For women, citrus fruits may reduce stroke risk, according to a study by BWH researchers. Kathryn M. Rexrode, MD, of the Department of Medicine, and her colleagues looked at data from questionnaires completed by 69,622 women who participated in the Nurses’ Health Study.
The researchers were able to track stroke incidence and calculate flavonoid intake by examining the questionnaires, which women completed over 14 years. Flavonoids are a type of antioxidant found in foods like fruits, vegetables, dark chocolate and red wine.
Rexrode discovered that a particular type of flavonoid called flavanone—which is abundant in citrus fruits—seemed to have a protective effect against ischemic stroke, a type of stroke that occurs when blood flow to the brain is blocked.
Consuming a high amount of citrus fruits and juices reduced a woman’s risk of ischemic stroke by 19 percent.
Women who consumed the highest amount of flavanones had a lower risk of ischemic stroke compared to women with the lowest intake.
Study participants’ main sources of flavanones came from oranges, grapefruit and their juices. Along with flavanones, Rexrode believes there are other components in citrus that may reduce stroke risk, such as vitamin C and potassium.

Information supplied:
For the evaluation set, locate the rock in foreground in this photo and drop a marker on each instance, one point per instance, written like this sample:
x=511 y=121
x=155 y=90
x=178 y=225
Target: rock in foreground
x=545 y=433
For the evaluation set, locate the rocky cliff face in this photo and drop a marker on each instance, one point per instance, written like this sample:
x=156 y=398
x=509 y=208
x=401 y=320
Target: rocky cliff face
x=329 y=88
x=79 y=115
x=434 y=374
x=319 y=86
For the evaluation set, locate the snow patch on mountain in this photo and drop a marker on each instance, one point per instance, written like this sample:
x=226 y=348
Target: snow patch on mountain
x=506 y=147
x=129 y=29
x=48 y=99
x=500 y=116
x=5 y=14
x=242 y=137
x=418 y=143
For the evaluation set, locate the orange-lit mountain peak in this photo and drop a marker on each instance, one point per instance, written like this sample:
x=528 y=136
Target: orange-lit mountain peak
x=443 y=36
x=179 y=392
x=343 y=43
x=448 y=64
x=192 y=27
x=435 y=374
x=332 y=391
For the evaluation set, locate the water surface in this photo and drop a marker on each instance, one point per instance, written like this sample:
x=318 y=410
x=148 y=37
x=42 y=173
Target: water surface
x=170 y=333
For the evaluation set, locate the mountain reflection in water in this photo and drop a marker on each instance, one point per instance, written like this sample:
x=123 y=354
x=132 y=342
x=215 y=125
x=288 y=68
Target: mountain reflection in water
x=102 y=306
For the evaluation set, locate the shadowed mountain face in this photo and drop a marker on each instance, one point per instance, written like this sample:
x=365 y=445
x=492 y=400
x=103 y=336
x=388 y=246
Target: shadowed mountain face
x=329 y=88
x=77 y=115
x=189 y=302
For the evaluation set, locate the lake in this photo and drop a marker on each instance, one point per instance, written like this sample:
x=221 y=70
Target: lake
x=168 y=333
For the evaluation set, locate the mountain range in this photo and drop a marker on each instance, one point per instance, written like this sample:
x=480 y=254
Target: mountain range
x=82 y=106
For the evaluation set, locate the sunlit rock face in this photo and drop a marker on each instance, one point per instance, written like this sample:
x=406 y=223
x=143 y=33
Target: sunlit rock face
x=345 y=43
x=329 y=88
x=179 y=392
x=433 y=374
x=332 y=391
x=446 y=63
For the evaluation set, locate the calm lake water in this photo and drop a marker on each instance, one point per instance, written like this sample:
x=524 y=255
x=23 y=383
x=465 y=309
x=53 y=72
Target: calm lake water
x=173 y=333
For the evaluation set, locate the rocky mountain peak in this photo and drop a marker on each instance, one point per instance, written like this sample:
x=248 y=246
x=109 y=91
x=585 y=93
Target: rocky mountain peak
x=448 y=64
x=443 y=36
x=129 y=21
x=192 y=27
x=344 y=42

Actions to take:
1. Write out the part of the passage on citrus and stroke risk that opens with the words containing "The researchers were" and closes with "by 19 percent.".
2. In the passage on citrus and stroke risk, by what percentage did a high intake of citrus fruits and juices reduce a woman's risk of ischemic stroke?
3. Carry on the passage on citrus and stroke risk from its last sentence.
This material comes from a separate source, unrelated to the passage on citrus and stroke risk.

Answers for the tasks:
1.
The researchers were able to track stroke incidence and calculate flavonoid intake by examining the questionnaires, which women completed over 14 years. Flavonoids are a type of antioxidant found in foods like fruits, vegetables, dark chocolate and red wine.
Rexrode discovered that a particular type of flavonoid called flavanone—which is abundant in citrus fruits—seemed to have a protective effect against ischemic stroke, a type of stroke that occurs when blood flow to the brain is blocked.
Consuming a high amount of citrus fruits and juices reduced a woman’s risk of ischemic stroke by 19 percent.

2. 19 percent

3.
Despite the study’s praise for citrus fruits, Rexrode cautions that further research is needed to confirm its findings.
“I would certainly not recommend that anyone take flavanone supplements based on this research,” said Rexrode.
If people do consume citrus, the researchers recommend that they reach for an actual orange instead of a carton of OJ, since commercial fruit juices tend to be higher in sugar. Also, people who take medications should be aware that some citrus fruits, specifically grapefruit, can have dangerous interactions with medicines. In light of the cautions, the researchers stress the underlying message of a healthy diet.
“A healthy diet can help reduce the risk of both stroke and heart disease,” said Rexrode.